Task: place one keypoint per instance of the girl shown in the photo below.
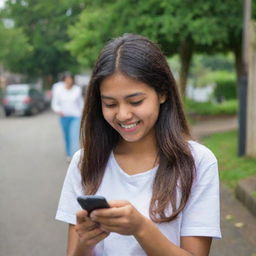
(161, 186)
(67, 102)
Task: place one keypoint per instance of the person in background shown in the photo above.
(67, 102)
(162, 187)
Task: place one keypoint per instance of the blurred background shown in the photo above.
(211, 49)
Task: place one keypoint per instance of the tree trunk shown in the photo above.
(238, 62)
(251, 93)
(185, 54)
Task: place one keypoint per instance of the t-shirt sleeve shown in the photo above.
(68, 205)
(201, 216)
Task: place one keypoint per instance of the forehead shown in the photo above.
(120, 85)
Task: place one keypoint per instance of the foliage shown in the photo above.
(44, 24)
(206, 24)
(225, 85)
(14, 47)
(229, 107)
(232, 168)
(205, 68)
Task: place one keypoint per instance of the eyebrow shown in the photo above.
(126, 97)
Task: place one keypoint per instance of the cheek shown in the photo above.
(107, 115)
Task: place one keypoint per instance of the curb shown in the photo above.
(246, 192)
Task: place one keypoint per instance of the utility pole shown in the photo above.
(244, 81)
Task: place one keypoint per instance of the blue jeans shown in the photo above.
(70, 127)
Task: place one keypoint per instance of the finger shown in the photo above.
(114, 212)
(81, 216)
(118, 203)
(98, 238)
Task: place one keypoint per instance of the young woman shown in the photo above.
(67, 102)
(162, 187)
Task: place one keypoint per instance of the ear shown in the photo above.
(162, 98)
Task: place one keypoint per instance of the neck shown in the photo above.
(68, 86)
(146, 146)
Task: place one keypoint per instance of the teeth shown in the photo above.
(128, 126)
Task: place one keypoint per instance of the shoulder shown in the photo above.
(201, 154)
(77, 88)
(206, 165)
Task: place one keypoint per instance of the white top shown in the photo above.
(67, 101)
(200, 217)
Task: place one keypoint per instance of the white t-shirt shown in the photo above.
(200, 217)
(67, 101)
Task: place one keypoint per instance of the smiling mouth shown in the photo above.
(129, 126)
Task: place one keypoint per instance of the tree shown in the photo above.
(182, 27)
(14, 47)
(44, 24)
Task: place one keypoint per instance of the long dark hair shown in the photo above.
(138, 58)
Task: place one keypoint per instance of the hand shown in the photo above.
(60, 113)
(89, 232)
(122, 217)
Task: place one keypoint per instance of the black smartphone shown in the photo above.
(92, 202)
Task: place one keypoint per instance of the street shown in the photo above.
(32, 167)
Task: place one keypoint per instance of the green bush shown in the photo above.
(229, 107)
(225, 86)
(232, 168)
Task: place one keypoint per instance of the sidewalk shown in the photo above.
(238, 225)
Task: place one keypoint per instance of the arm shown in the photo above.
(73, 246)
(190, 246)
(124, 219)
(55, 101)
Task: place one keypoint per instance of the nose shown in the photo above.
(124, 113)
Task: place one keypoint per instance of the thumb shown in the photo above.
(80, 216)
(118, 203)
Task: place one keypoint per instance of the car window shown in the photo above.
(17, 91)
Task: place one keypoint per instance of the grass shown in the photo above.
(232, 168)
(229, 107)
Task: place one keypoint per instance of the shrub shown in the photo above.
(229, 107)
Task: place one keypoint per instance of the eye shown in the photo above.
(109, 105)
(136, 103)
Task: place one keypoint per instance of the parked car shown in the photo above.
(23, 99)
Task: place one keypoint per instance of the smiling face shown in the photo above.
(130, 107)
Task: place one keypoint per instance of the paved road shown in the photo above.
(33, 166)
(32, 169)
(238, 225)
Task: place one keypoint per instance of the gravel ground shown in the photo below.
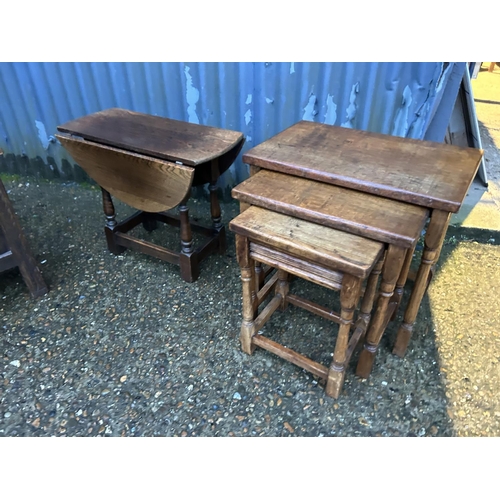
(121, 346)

──────

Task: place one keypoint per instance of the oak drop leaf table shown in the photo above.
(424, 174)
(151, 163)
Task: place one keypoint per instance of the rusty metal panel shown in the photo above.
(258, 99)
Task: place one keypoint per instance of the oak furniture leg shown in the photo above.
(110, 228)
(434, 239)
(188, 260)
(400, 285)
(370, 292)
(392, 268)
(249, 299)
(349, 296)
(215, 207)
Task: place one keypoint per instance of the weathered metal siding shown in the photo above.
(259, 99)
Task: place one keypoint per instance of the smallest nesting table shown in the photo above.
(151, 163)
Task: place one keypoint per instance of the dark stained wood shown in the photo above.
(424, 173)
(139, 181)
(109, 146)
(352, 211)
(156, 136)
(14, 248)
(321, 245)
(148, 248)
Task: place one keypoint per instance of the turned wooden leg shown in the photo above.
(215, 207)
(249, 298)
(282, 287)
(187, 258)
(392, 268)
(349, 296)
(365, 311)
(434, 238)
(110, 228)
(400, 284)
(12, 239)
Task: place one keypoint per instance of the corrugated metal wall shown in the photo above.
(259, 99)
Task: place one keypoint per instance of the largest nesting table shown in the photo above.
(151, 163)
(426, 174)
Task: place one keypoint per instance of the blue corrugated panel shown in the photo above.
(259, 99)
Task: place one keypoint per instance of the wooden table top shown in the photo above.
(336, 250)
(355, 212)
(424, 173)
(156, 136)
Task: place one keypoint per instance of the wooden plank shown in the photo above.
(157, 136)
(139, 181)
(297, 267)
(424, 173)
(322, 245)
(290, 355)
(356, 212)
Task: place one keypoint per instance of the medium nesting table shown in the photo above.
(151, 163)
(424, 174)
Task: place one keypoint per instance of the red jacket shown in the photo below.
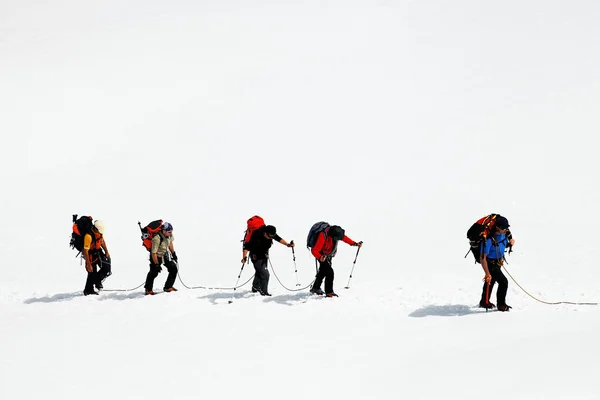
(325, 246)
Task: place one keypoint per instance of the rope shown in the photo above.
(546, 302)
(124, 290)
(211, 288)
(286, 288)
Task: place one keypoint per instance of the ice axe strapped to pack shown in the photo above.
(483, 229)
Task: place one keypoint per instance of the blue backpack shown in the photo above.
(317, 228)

──────

Report every line of the data above that contains the string "panel".

Task: place one keypoint per instance of the rusty metal panel shown in the photo above.
Task: place one keypoint per instance of the blue corrugated panel shown in the photo above.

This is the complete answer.